> **Data to examine**
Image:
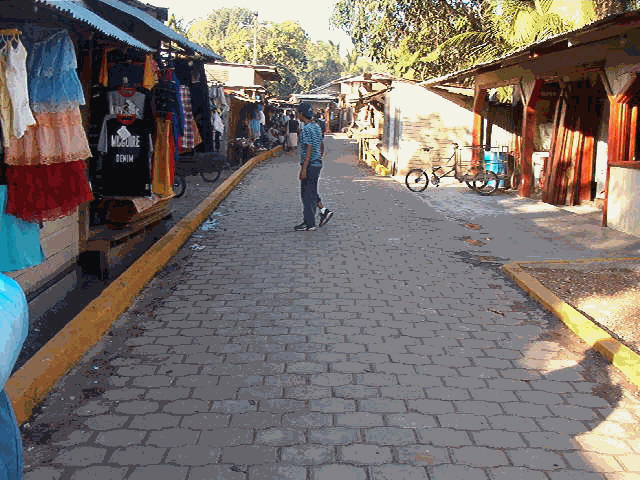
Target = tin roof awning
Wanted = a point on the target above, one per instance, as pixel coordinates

--

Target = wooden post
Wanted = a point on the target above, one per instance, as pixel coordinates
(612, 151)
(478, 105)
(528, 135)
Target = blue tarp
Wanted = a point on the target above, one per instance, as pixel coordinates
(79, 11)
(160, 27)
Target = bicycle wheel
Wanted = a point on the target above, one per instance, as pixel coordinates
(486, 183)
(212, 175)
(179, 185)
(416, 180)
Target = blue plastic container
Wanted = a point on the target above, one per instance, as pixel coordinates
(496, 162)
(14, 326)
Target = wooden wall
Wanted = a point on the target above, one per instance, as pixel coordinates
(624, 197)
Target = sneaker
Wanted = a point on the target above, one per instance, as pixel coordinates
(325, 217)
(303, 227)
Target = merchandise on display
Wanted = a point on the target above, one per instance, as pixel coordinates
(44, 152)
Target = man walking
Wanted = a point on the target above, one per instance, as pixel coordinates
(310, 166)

* * *

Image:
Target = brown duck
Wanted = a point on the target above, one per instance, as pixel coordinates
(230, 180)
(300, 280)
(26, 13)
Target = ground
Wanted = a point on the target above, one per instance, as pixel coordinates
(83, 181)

> **Assigned task**
Return, word for word, the lines of the data above from the line with "Target = blue plastic container" through the line with "Target = merchandise on display", inclusive.

> **Written response**
Target = blue plastic container
Wanted = a point on the target above, one per instance, as pixel coordinates
(496, 162)
(14, 326)
Target = wooden wall
Wanted = a point on the target above, one per instance, as pixel coordinates
(624, 197)
Target = sneaker
Wanted = a point on the target above, one per instance, as pixel coordinates
(325, 217)
(303, 227)
Target = merchandise on display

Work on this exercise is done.